** EXERCISE DESCRIPTION **
Pick out each line in the records that contains the string "xmax" and copy it. Matches must agree in case.
——————
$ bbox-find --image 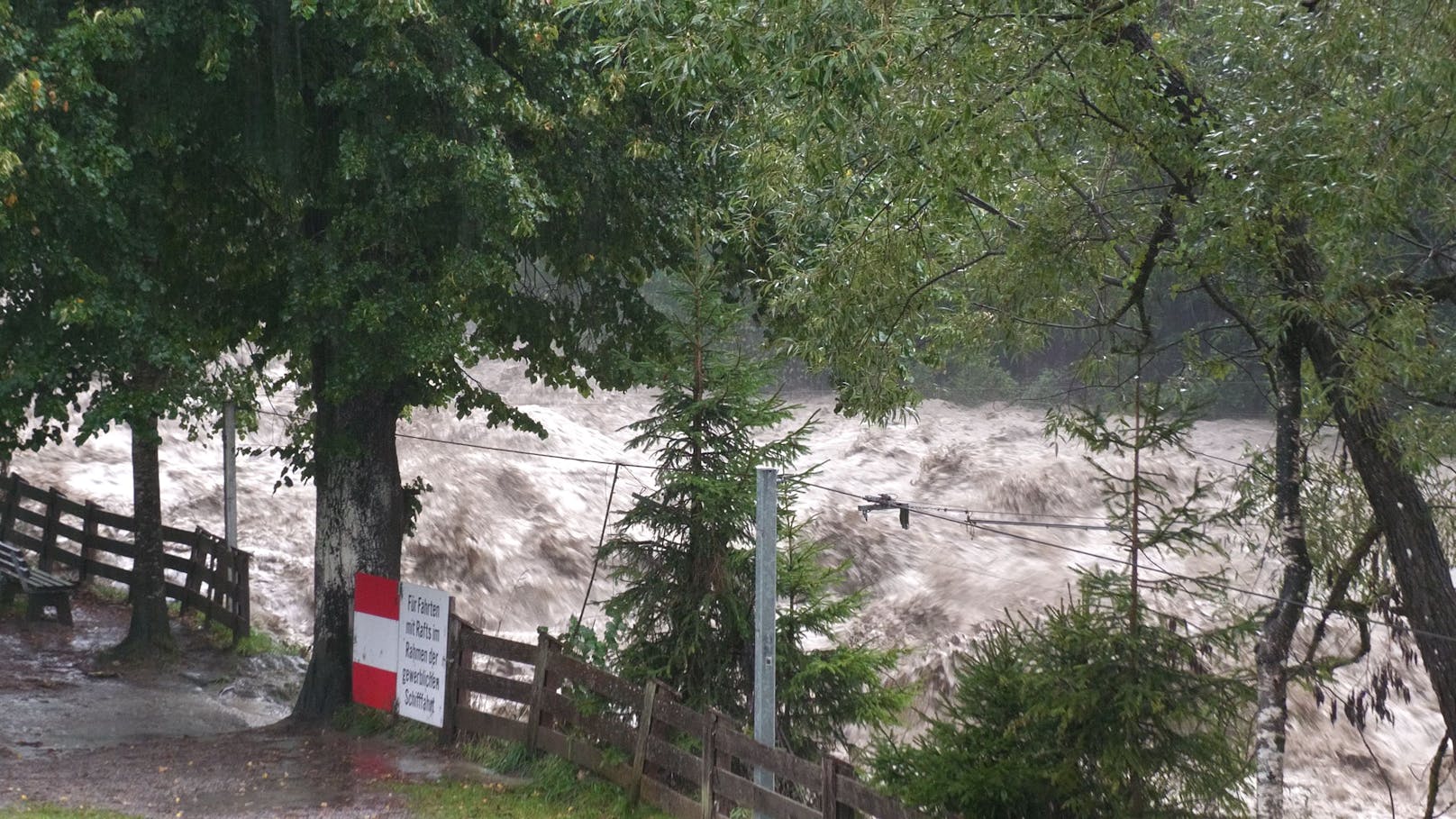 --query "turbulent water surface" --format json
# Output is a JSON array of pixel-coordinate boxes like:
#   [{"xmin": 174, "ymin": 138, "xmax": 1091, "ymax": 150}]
[{"xmin": 14, "ymin": 364, "xmax": 1451, "ymax": 817}]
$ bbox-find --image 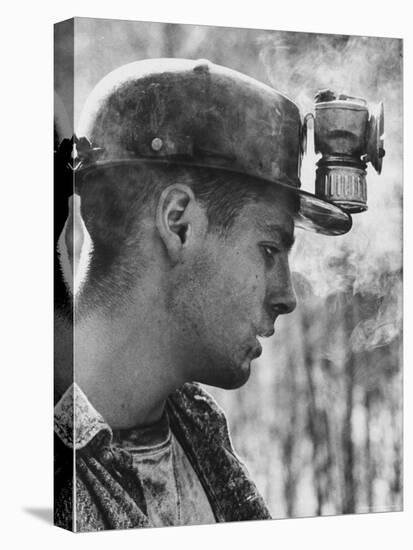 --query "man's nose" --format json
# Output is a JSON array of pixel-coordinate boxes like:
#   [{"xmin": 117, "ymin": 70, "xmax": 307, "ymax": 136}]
[{"xmin": 269, "ymin": 262, "xmax": 297, "ymax": 315}]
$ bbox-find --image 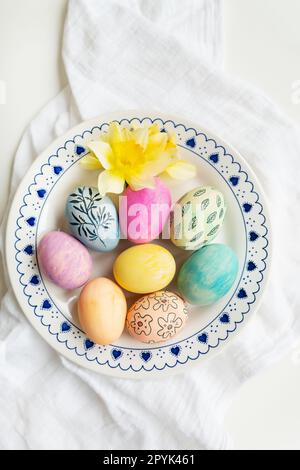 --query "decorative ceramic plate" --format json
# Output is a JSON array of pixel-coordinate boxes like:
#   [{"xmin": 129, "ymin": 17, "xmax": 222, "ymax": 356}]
——————
** WORKED SOLUTION **
#   [{"xmin": 174, "ymin": 138, "xmax": 1091, "ymax": 150}]
[{"xmin": 14, "ymin": 364, "xmax": 1451, "ymax": 817}]
#   [{"xmin": 117, "ymin": 70, "xmax": 307, "ymax": 136}]
[{"xmin": 269, "ymin": 262, "xmax": 297, "ymax": 315}]
#   [{"xmin": 129, "ymin": 17, "xmax": 222, "ymax": 356}]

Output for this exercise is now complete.